▶ **EXERCISE DETAILS**
Repeat the records exactly. Leave out the pictures.

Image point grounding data
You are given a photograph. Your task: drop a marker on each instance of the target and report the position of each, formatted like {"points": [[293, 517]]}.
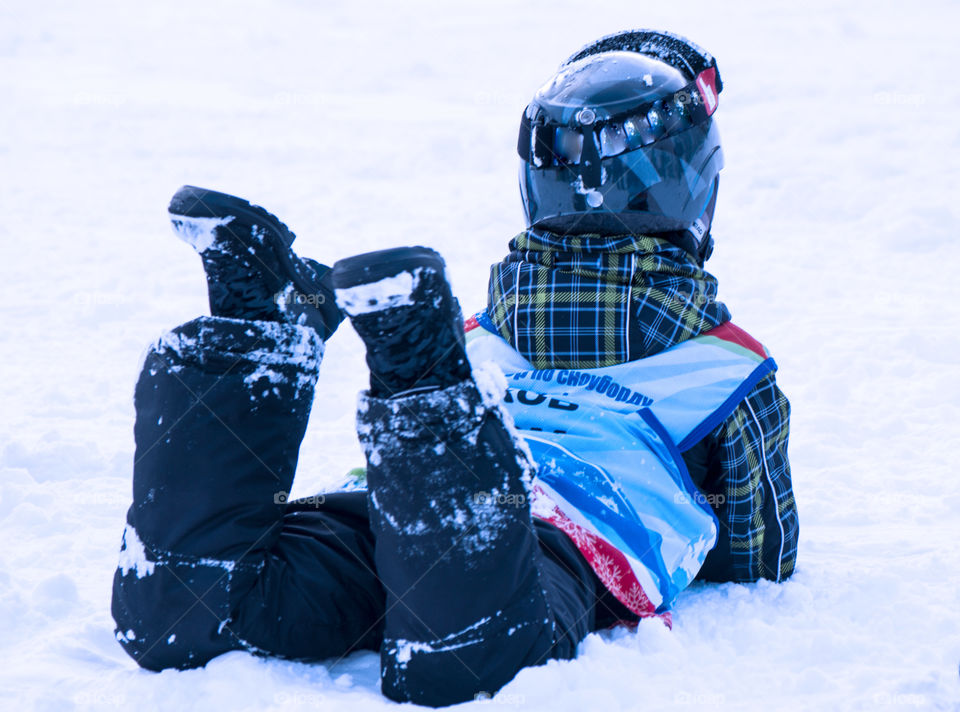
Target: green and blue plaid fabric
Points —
{"points": [[759, 527], [589, 301]]}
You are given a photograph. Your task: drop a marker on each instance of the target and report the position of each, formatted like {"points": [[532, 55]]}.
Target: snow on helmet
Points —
{"points": [[622, 139]]}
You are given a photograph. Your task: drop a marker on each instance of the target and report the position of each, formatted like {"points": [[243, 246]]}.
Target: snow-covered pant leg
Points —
{"points": [[213, 559], [471, 599]]}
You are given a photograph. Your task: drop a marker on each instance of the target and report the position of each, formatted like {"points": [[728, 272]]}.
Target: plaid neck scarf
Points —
{"points": [[589, 301]]}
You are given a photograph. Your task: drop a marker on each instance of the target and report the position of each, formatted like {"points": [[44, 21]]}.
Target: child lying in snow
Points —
{"points": [[649, 444]]}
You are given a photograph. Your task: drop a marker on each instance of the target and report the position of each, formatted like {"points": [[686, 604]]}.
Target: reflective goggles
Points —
{"points": [[544, 143]]}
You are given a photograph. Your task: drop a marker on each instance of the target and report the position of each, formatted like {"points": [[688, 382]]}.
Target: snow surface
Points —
{"points": [[366, 126]]}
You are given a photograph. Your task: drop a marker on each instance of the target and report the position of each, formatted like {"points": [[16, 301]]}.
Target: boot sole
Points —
{"points": [[372, 267], [193, 202]]}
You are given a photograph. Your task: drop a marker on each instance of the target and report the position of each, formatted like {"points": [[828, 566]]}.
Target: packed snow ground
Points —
{"points": [[367, 126]]}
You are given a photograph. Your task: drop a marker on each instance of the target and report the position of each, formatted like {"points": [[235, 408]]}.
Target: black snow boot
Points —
{"points": [[252, 273], [400, 304]]}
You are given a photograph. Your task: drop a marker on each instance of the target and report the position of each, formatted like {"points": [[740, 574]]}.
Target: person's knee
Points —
{"points": [[167, 619], [473, 664]]}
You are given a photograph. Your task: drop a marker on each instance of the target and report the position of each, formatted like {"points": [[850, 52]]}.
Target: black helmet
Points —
{"points": [[621, 139]]}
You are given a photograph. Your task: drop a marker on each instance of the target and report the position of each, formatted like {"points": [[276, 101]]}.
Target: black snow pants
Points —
{"points": [[438, 565]]}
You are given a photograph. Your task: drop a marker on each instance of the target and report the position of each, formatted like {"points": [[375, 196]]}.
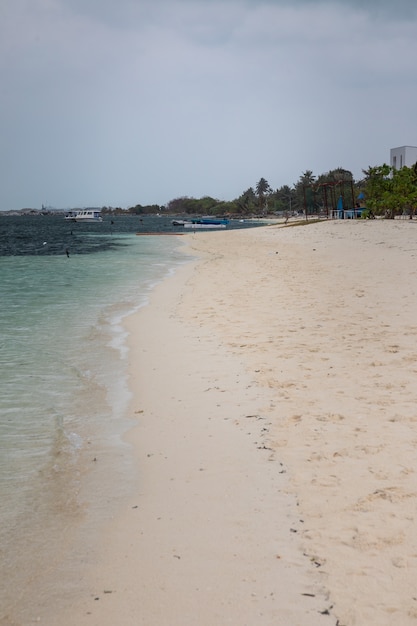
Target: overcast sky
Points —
{"points": [[125, 102]]}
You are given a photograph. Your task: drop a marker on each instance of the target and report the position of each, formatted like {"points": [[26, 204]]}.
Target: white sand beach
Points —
{"points": [[274, 387]]}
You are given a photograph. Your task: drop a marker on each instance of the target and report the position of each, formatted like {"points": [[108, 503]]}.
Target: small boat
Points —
{"points": [[87, 215], [206, 222]]}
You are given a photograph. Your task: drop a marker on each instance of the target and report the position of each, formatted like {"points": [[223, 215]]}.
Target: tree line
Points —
{"points": [[383, 190]]}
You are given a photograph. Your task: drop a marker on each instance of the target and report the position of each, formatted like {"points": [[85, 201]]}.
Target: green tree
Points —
{"points": [[263, 190]]}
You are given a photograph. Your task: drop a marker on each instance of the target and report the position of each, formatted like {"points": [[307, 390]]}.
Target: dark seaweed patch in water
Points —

▶ **SOLUTION TO THE PROBLEM**
You are given a photograph. Your task: drop a marker on each instance of the target and report the position of each, formatted like {"points": [[293, 517]]}.
Target: green and blue plaid fabric
Points —
{"points": [[759, 527], [589, 301]]}
You are given a photograph. Your task: drop a marker on each instance of the target and report the position of each, formatted like {"points": [[532, 55]]}.
Target: snow on helmet
Points —
{"points": [[622, 139]]}
You are given a photograph. Your task: drop a marker on each instance of the target and report the position of each, formatted like {"points": [[243, 246]]}.
Target: snow-covered pant leg
Points —
{"points": [[213, 559], [471, 599]]}
You are given a photograph. Your task: drop a marker on each instance of the target and report the position of each, formatted like {"points": [[728, 272]]}.
Target: plaid neck scarf
Points —
{"points": [[589, 301]]}
You are given a photograph. Your task: drop a marker on each instance of the target and report the position of each, formatted like {"points": [[44, 21]]}.
Target: child lying in snow
Points —
{"points": [[649, 444]]}
You are given a photograph. Your task: drop a marker on each instance of the target and report the position of each, formatted like {"points": [[686, 604]]}.
Target: reflective goggles
Points —
{"points": [[544, 143]]}
You are given a photograph. Your task: drop a marker on each instance of the target and report the position of each, formatted like {"points": [[688, 382]]}.
Target: snow surface
Points —
{"points": [[366, 126]]}
You are given a photograph. Your task: drop a marker on each instance of the target and report the position of each, formatted like {"points": [[16, 301]]}.
Target: boot sole
Points —
{"points": [[372, 267], [193, 202]]}
You are given a photograph. Your task: drop a marker on each instance of the target and report the position of each, formatted like {"points": [[828, 566]]}.
Target: packed snow ground
Points —
{"points": [[367, 126]]}
You are given a photograph. Your task: drop a marker on each instance of the target and report the position of each, formatted like {"points": [[235, 408]]}.
Target: black snow boot
Points —
{"points": [[252, 273], [400, 304]]}
You are given a photograph. Your task: drop a marker on each instance of the target and report the position of each, formatted like {"points": [[740, 574]]}.
Target: person's knee
Points —
{"points": [[167, 619], [473, 664]]}
You are given a photograph. Your task: drop a marker on each instance of the target and report the position of each, formatted like {"points": [[850, 52]]}.
Target: black helmet
Points —
{"points": [[621, 139]]}
You are given a photograph. Your task: drop a marker on each instance of the target and report the position of each, formatted like {"points": [[276, 101]]}.
Target: black snow pants
Points —
{"points": [[438, 565]]}
You are given a photograph. Your task: drop a marker on each instance of the target and report the position of each, formatted like {"points": [[375, 196]]}.
Target: overcast sky
Points —
{"points": [[125, 102]]}
You are given a photograph. Your task: drop a marker on each instance of the target and report the position of each, formatted like {"points": [[26, 204]]}.
Target: white sand beach
Points —
{"points": [[274, 387]]}
You are given a photograph. Your task: drop a marker on each instance of the target and report the position of each, formatted like {"points": [[108, 503]]}.
Target: small boat
Points —
{"points": [[87, 215], [206, 222]]}
You are given a photograph. Your task: drop a marker on each instance of the target and report the position of each, formatted like {"points": [[223, 215]]}.
Target: tree line
Points —
{"points": [[383, 190]]}
You are given a photograph. Your task: drop a marker on each instance of the target and report the position of each, formatted like {"points": [[85, 201]]}.
Target: green tree
Points —
{"points": [[263, 190]]}
You are given a photograph. Your task: drop a marker on each instance of the target and report the position of each, formatted like {"points": [[307, 390]]}.
Target: dark seaweed patch in water
Points —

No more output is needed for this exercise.